**WHAT IS REQUIRED:**
Rewrite the stretch from the line containing "of the cane" through the end of the data, with "cane back dining chair" replaced by "wicker dining chair" and nothing else changed.

**DATA ROWS:**
======

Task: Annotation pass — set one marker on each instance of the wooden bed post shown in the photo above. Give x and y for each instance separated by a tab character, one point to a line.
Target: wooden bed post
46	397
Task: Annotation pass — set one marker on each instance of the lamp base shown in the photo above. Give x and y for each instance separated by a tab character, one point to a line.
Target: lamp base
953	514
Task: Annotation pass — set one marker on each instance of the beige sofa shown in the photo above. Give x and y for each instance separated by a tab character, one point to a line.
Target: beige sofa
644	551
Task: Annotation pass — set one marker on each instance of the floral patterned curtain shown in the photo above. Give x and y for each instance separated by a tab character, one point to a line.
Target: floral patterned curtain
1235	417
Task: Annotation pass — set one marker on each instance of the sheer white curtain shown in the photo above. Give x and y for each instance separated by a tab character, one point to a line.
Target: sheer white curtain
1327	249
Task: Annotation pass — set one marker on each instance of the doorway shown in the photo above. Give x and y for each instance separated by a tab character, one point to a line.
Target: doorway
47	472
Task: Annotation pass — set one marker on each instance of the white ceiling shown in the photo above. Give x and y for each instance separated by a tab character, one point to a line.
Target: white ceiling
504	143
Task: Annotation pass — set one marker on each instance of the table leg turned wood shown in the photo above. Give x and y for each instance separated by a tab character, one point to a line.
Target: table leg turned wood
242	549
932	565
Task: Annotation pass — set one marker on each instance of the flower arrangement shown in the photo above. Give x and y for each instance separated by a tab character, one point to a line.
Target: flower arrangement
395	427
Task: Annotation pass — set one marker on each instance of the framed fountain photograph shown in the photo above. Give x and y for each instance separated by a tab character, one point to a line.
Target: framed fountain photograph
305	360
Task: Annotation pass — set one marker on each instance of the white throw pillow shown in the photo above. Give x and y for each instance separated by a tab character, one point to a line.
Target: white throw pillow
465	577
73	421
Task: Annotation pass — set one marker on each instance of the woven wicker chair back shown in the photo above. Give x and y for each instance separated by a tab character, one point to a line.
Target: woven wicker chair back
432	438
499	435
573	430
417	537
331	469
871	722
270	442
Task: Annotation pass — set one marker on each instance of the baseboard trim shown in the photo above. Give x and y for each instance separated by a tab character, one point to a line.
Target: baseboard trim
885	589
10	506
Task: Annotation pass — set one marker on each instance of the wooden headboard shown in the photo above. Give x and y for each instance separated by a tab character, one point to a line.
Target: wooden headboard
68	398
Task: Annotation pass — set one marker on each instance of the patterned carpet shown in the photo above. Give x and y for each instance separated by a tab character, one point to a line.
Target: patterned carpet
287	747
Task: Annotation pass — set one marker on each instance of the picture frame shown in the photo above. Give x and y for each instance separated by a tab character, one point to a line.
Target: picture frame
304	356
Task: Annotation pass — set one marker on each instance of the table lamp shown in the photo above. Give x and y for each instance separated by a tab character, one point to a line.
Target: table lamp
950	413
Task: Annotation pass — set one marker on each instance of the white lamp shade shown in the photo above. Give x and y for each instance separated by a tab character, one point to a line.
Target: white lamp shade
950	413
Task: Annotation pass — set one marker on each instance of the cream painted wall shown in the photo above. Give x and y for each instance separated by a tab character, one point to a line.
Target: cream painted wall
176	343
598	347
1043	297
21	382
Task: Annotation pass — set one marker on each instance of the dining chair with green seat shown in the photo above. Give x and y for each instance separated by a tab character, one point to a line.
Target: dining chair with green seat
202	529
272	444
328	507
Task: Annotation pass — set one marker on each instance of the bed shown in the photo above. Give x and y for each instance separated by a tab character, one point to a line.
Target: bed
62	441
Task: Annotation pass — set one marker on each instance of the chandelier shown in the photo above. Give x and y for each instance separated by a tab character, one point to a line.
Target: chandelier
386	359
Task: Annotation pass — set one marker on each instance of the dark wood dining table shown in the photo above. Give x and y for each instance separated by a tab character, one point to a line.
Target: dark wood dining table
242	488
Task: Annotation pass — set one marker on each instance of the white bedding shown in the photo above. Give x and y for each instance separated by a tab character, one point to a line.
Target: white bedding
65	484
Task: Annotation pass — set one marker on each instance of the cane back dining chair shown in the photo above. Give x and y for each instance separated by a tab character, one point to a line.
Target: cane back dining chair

======

**FINISHED TASK:**
Task: Annotation pass — set one marker on each instance of the wicker dining chair shown in the photo above. Give x and y for each instance separated by a tab character, one point to a line.
Target: wicker dining chair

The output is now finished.